### CHALLENGE:
Render the records as a Markdown table with the columns "Row" and "Record line", one row per line and blank lines left out, covering everything from the start of the records through the line that contains "column 142, row 910", inclusive.

### MATERIAL FOR THIS TASK:
================================

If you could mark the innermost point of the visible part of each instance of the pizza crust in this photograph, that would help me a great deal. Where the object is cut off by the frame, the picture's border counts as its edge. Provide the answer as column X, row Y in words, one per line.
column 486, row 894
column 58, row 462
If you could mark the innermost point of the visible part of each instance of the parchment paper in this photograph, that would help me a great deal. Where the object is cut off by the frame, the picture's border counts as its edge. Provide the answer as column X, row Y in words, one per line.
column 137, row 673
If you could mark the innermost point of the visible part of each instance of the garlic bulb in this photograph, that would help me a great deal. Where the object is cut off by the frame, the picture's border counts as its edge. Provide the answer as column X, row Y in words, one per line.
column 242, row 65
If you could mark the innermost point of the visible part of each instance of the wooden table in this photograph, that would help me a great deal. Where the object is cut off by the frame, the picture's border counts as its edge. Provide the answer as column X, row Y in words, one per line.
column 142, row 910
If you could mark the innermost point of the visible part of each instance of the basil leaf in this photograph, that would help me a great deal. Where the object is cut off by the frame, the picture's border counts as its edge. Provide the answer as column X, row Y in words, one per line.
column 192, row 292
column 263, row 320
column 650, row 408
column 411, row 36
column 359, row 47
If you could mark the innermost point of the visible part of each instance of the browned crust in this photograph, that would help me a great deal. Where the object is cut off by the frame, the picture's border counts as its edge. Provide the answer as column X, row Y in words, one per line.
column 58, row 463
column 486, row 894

================================

### THE RESPONSE:
| Row | Record line |
|---|---|
| 1 | If you could mark the innermost point of the visible part of each instance of the pizza crust in this photograph, that would help me a great deal. Where the object is cut off by the frame, the picture's border counts as its edge. Provide the answer as column X, row Y in words, one per line. |
| 2 | column 486, row 894 |
| 3 | column 58, row 462 |
| 4 | If you could mark the innermost point of the visible part of each instance of the parchment paper in this photograph, that would help me a great deal. Where the object is cut off by the frame, the picture's border counts as its edge. Provide the answer as column X, row Y in words, one per line. |
| 5 | column 137, row 673 |
| 6 | If you could mark the innermost point of the visible part of each instance of the garlic bulb in this photograph, that would help me a great deal. Where the object is cut off by the frame, the picture's border counts as its edge. Provide the answer as column X, row Y in words, one per line. |
| 7 | column 242, row 65 |
| 8 | If you could mark the innermost point of the visible part of each instance of the wooden table in this photograph, that would help me a great deal. Where the object is cut off by the frame, the picture's border counts as its edge. Provide the answer as column X, row Y in words, one per line. |
| 9 | column 142, row 910 |